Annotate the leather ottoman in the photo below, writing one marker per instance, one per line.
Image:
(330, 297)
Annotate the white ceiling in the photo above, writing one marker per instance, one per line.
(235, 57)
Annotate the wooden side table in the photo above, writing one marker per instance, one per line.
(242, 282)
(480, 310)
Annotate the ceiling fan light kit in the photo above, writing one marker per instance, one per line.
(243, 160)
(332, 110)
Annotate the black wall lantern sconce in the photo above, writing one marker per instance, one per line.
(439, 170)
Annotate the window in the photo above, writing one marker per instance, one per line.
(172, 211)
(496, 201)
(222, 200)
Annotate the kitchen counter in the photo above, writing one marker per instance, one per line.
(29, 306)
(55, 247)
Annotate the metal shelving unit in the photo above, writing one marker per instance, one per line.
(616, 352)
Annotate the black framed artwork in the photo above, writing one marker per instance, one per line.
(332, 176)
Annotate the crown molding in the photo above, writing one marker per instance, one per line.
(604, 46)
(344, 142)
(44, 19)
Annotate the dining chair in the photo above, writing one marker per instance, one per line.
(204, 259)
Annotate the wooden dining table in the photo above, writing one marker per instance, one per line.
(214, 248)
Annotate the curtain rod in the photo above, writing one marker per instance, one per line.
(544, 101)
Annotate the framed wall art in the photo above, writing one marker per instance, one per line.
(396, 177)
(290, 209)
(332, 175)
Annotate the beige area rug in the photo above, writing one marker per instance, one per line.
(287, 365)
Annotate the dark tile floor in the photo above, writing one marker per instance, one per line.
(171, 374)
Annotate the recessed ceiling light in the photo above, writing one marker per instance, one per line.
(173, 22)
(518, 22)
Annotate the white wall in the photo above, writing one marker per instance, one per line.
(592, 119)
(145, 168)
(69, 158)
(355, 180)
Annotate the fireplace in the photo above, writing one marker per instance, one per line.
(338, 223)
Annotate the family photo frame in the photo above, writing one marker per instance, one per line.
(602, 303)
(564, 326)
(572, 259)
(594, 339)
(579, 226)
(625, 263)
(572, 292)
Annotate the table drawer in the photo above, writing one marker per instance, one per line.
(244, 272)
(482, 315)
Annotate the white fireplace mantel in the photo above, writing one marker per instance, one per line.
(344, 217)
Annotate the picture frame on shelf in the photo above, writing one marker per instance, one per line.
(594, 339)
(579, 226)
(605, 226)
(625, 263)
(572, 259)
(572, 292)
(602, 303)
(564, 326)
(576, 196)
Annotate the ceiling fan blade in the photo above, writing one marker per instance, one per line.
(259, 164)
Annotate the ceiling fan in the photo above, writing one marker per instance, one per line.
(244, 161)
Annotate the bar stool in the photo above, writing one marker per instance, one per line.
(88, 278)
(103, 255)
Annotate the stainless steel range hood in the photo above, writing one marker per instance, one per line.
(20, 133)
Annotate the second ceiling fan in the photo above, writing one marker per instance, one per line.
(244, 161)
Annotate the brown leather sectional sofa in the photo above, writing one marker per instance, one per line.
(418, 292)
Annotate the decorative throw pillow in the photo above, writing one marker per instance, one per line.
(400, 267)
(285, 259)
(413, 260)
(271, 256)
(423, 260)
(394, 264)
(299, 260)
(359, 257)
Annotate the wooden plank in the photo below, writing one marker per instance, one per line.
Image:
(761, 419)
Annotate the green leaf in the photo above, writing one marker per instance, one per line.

────────────────────────────────────────

▶ _What this task involves_:
Answer with one number, namely how many lines in the records contain the string "below".

▶ _Response area_:
2